HISTORY

Transfer Pricing (TP) is the process of setting the mechanism for the transfer of goods and services[1] between related entities[2] in a manner that ensures fair pricing and arms length dealing

[3]. Simply put, related party transactions are compared with other third party transactions to determine the fairness or otherwise of the pricing.

The adoption of transfer pricing mechanisms into the tax systems of Nations, date as far back as the early 1930s. As of today many countries across the globe have adopted transfer pricing laws because of its significance to revenue generation. Many related entities are able to leverage their commercial and financial relationships to achieve undue tax advantages and ultimately revenue base erosion to the Host Nation.  The principle behind transfer pricing is to statutorily empower tax authorities to adjust the pricing of related entity transactions for tax purposes where same was not conducted in line with the principles of arms length dealing.

The Organization for Economic Co-operation and Development (OECD) has for several decades been in the fore front of the development of transfer pricing policies and regulations. It issued its first guideline in 1979 from which the United States and several other European Countries have developed their transfer pricing regulations.

 

BACKGROUND

In 2012, the Federal Inland Revenue Service (FIRS) came up with the Income Tax (transfer pricing)  Regulation No1, 2012 in an attempt to plug holes in the tax leakages suffered as a result of related entity transactions. The regulation came into effective on the 2nd of August, 2012 and applies to all related entity businesses transacted after that date.

### DATA SEGMENT
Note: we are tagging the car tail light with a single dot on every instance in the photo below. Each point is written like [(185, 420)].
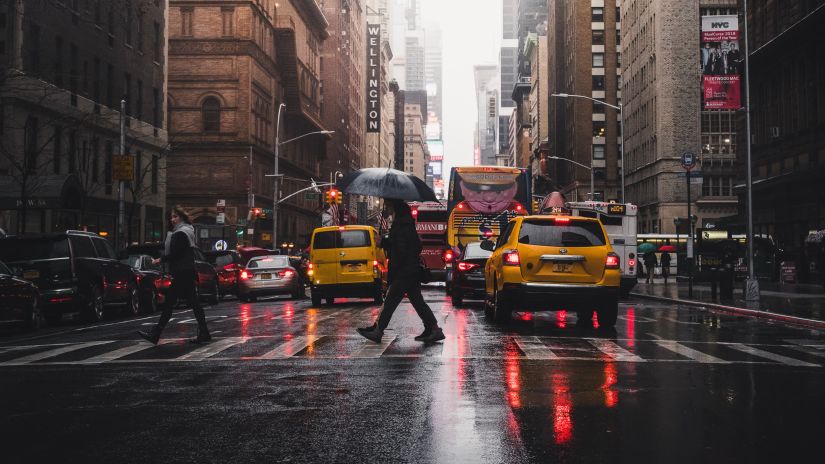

### EXERCISES TO COMPLETE
A) According to the transfer pricing text, in what year did the OECD issue its first guideline?
B) List every year, decade, or calendar date that the transfer pricing text mentions.
C) Print the part of the transfer pricing text from "In 2012, the" to "after that date.".

### ANSWERS PER TASK
A) 1979

B)
- The early 1930s
- 1979
- 2012
- The 2nd of August, 2012

C)
In 2012, the Federal Inland Revenue Service (FIRS) came up with the Income Tax (transfer pricing)  Regulation No1, 2012 in an attempt to plug holes in the tax leakages suffered as a result of related entity transactions. The regulation came into effective on the 2nd of August, 2012 and applies to all related entity businesses transacted after that date.